▶ Supplied material
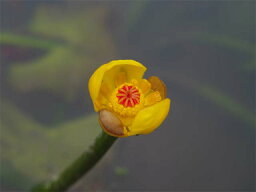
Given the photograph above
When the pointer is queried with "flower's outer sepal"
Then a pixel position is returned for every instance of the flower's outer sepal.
(108, 72)
(111, 124)
(149, 118)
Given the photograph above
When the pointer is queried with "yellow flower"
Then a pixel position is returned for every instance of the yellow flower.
(127, 104)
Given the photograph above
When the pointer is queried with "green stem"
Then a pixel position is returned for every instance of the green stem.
(80, 166)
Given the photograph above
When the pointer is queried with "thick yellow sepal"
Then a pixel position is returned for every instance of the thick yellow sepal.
(149, 118)
(107, 73)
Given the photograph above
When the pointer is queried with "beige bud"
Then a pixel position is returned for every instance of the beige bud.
(111, 123)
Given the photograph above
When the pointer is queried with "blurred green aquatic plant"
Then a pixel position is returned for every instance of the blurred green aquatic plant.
(47, 147)
(26, 41)
(86, 44)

▶ Task statement
Pull every line of the rows above into your answer verbatim, omitting the pictures.

▶ Response below
Given the photograph above
When the pointer is queried with "flower's outer sepal"
Then a pixel position is returned for every instance of the flower's outer sepal.
(108, 72)
(111, 124)
(149, 118)
Given the photograph above
When the pointer is queried with "yellow flower"
Then a pixel position is returned for every instance of the yellow flower.
(127, 104)
Given the photograph above
When the pointer is queried with "green stem"
Then a pixel position is returned for every instance of the green stem.
(80, 166)
Given the photograph above
When the pointer is queried with "thick yellow sepal"
Then a pixel position is returned for every instance of the thick yellow sepal.
(149, 118)
(107, 73)
Given the photograph above
When the pointer is queried with "beige bud"
Then a pixel position is returned for every instance of the beige bud.
(111, 123)
Given the photograph above
When the pointer is queried with "blurred green aquatic plant"
Then a pixel position is returned for every instance of the blurred green aquatic plant.
(47, 147)
(26, 41)
(86, 44)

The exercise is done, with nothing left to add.